> Data provided:
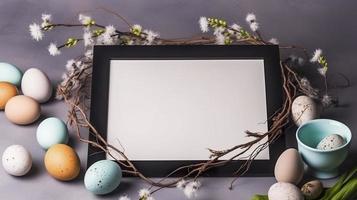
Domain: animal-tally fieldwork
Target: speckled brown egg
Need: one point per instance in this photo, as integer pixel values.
(7, 91)
(62, 162)
(22, 110)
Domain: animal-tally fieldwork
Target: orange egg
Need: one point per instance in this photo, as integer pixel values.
(62, 162)
(7, 91)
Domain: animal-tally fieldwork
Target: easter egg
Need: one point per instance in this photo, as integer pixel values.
(22, 110)
(36, 84)
(304, 109)
(51, 131)
(16, 160)
(331, 142)
(7, 91)
(62, 162)
(289, 167)
(312, 190)
(284, 191)
(10, 73)
(103, 177)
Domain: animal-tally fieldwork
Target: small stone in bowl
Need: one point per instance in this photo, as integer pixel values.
(331, 142)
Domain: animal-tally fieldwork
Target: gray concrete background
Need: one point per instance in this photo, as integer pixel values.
(326, 24)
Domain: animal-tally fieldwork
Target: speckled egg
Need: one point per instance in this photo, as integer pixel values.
(7, 91)
(51, 131)
(62, 162)
(16, 160)
(103, 177)
(289, 167)
(10, 73)
(304, 109)
(284, 191)
(22, 110)
(312, 190)
(330, 142)
(36, 84)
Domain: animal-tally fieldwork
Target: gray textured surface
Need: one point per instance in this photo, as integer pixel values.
(327, 24)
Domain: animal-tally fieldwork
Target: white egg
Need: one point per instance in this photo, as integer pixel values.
(289, 167)
(284, 191)
(304, 109)
(16, 160)
(330, 142)
(36, 84)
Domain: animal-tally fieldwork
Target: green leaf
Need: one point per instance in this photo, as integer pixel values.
(329, 193)
(348, 191)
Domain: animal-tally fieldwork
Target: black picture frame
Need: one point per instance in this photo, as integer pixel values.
(100, 93)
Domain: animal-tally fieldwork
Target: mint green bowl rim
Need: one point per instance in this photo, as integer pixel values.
(348, 140)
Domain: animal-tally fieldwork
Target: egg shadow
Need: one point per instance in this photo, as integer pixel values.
(122, 189)
(34, 172)
(73, 141)
(79, 179)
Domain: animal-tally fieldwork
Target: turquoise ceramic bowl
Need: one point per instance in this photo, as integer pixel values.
(322, 163)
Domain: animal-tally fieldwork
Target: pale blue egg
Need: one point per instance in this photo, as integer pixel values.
(10, 73)
(51, 131)
(103, 177)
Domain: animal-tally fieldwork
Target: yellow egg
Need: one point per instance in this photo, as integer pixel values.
(22, 110)
(7, 91)
(62, 162)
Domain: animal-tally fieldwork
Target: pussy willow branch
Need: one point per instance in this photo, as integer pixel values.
(78, 119)
(77, 97)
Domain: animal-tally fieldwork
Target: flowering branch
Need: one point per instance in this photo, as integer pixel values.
(75, 90)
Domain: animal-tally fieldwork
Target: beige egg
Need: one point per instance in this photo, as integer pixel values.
(7, 91)
(303, 110)
(289, 167)
(22, 110)
(312, 190)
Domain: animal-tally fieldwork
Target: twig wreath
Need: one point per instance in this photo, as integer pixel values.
(75, 88)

> Goal: Locate each line in the material above that contains the word "speckled", and copy those lines.

> Solution to this task:
Target: speckled brown egg
Target: speckled egg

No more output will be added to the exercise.